» DATA RECORDS:
§

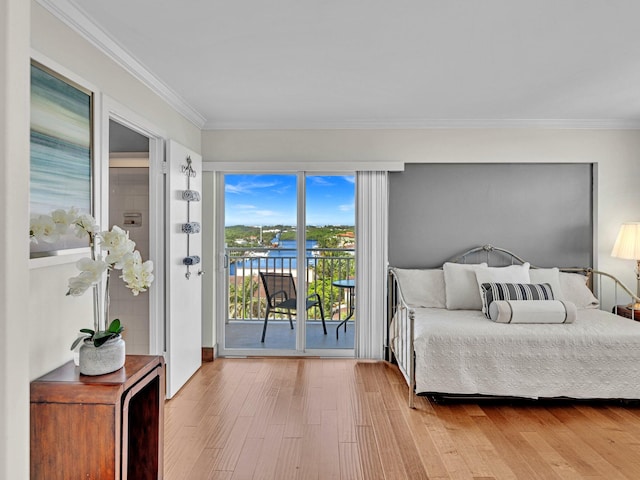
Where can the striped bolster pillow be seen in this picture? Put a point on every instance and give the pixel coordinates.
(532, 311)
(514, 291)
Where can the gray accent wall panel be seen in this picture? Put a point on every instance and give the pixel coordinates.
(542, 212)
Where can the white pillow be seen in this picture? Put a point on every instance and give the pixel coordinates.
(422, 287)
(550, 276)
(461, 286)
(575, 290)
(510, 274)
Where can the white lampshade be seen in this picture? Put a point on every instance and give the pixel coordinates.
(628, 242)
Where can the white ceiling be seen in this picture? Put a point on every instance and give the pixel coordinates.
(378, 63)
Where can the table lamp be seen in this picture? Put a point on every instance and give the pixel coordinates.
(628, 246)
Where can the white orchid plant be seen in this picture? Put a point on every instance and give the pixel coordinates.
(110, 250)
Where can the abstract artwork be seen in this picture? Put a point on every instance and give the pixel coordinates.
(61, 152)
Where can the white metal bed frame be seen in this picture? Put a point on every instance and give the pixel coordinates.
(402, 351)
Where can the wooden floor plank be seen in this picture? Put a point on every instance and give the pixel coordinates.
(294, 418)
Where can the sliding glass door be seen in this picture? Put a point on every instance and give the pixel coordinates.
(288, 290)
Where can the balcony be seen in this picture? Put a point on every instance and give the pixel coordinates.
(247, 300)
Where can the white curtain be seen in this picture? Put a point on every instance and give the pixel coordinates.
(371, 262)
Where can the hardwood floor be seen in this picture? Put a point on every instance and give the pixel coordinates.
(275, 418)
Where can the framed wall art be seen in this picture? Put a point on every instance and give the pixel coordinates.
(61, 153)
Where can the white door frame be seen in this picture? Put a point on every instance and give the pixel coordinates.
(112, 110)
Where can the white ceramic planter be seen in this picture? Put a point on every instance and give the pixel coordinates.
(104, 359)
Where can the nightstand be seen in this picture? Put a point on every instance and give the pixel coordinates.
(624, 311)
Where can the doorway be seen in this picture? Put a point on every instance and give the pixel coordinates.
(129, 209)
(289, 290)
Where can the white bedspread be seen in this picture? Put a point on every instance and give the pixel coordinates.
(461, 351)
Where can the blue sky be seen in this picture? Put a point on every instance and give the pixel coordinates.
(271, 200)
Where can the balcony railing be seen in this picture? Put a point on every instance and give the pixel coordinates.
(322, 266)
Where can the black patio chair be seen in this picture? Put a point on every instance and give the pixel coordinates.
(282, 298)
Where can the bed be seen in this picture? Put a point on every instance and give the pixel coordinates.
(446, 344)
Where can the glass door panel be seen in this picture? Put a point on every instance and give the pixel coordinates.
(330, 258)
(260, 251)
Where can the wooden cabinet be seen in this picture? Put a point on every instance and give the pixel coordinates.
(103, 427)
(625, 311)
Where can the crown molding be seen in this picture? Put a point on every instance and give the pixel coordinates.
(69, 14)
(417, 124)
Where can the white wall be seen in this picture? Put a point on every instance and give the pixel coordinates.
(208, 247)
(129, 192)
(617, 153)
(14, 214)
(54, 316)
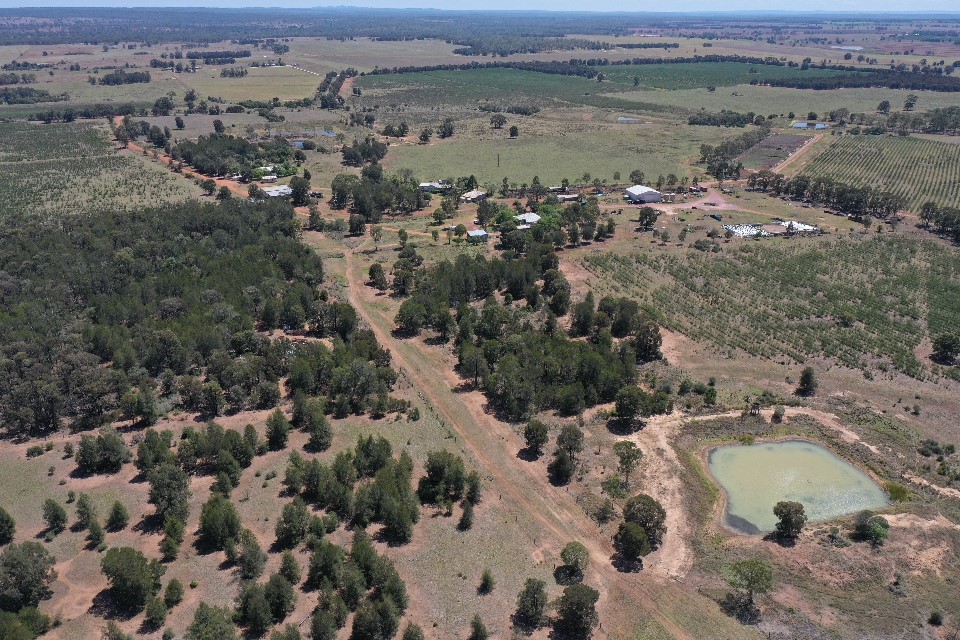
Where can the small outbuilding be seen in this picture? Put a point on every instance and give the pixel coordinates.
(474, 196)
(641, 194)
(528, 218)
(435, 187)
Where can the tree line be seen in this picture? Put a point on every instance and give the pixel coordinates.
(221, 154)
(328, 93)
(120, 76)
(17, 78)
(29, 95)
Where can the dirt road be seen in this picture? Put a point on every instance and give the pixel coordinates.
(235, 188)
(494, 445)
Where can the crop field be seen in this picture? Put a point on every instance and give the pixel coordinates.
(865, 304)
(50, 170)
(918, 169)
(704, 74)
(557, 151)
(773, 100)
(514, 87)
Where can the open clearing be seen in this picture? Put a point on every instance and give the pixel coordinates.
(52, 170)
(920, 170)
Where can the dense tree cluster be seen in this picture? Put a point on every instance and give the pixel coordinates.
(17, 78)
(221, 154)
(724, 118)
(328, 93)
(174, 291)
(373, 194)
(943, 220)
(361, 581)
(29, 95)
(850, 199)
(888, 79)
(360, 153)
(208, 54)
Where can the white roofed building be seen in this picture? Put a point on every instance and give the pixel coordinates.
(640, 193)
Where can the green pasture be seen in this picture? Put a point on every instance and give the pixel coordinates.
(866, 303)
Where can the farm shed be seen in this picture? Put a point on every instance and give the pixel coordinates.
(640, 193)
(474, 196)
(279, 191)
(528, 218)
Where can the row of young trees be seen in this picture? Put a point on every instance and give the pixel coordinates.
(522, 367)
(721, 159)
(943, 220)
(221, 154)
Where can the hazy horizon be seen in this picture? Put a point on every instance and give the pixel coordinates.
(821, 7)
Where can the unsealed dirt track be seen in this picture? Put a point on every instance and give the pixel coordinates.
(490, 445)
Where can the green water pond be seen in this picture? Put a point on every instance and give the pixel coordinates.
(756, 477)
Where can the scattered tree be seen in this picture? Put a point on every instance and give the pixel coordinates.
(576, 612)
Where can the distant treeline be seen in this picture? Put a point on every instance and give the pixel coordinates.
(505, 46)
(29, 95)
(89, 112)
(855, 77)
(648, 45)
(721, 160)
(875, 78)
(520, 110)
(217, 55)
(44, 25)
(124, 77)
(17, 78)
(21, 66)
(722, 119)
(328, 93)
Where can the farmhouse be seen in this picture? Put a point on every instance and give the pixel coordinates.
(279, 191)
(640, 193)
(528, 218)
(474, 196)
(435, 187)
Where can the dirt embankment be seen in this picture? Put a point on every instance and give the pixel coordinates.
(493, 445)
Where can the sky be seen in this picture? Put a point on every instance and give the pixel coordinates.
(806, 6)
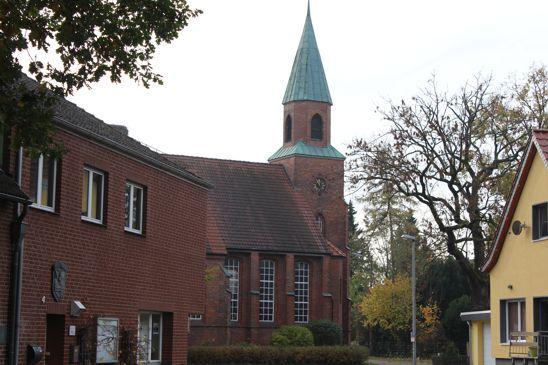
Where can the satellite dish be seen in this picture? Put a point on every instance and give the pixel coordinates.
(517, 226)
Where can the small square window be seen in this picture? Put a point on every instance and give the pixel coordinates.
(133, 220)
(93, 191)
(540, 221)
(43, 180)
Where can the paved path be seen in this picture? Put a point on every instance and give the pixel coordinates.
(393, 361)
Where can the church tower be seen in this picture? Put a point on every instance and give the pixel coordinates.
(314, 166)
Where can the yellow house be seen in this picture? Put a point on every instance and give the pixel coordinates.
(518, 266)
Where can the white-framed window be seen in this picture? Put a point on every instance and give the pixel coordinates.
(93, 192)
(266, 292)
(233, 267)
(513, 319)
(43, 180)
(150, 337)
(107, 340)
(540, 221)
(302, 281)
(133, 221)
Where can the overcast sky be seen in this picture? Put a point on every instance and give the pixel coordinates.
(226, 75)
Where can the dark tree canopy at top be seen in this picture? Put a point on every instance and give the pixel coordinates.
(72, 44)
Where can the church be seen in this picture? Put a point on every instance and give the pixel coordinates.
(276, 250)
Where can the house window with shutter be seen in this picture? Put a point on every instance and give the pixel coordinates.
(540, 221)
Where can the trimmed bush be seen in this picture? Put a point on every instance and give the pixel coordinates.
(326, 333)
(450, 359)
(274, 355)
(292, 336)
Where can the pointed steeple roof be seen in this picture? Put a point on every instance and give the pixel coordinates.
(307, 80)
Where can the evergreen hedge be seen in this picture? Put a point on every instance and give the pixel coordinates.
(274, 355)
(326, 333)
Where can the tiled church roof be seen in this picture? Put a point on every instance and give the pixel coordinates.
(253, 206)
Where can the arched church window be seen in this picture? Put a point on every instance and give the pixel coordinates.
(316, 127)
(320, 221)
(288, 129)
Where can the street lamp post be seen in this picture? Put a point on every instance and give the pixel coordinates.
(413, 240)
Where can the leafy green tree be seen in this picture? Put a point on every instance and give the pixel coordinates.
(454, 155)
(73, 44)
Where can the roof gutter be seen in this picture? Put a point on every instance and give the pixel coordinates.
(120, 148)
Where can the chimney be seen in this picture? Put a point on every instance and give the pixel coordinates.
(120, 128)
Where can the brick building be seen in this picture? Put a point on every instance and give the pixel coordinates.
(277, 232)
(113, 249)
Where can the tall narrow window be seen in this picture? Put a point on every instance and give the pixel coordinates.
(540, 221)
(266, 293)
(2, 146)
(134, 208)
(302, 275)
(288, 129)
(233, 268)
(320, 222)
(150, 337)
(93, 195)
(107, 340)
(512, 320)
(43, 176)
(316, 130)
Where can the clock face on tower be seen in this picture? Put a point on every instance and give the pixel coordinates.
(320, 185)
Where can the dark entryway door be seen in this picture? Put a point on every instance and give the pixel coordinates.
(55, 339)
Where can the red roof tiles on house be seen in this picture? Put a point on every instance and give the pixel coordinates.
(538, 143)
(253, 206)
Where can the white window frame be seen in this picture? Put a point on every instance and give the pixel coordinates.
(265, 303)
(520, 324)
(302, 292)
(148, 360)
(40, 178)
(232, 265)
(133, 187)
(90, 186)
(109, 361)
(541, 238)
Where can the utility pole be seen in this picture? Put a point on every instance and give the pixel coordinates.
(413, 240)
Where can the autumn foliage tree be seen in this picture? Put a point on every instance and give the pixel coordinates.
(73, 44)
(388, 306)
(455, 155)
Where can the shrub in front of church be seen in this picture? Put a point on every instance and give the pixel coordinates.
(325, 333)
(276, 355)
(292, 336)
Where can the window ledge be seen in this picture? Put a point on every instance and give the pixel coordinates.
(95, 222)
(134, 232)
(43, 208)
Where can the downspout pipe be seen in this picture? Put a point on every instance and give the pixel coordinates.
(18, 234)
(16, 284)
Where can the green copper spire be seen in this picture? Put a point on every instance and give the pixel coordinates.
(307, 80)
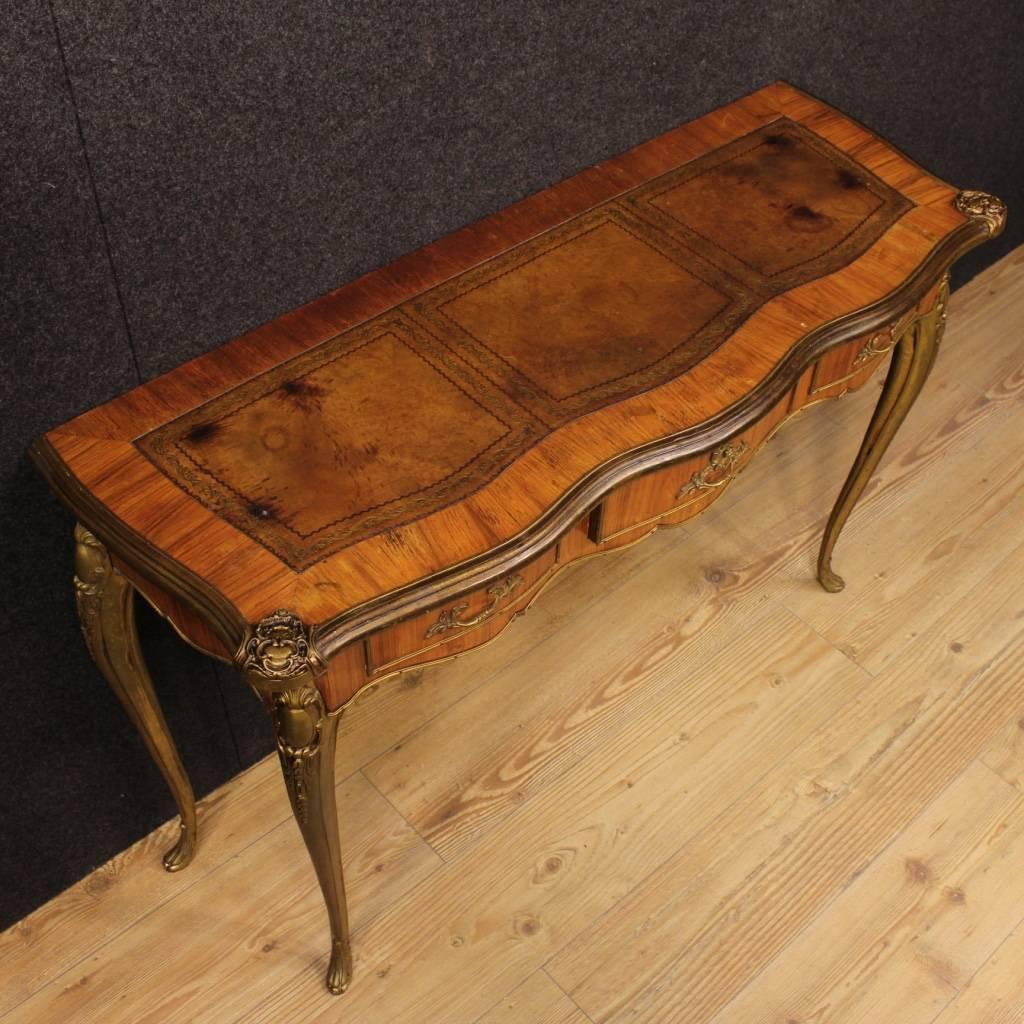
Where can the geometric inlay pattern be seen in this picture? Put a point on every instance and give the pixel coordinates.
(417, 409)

§

» EXERCISE GOAL: Final task for the records above: print exactly the lines from the one that contains "Where can the green copper" through the last line, both ends included, pictures excluded.

» TASK RESULT:
Where can the green copper spire be seen in this picture? Put a point on every instance and give the pixel coordinates.
(307, 80)
Where can the geometric inlay pattern be seen in this picture? Put a point on every instance and give the pixel coordinates.
(417, 409)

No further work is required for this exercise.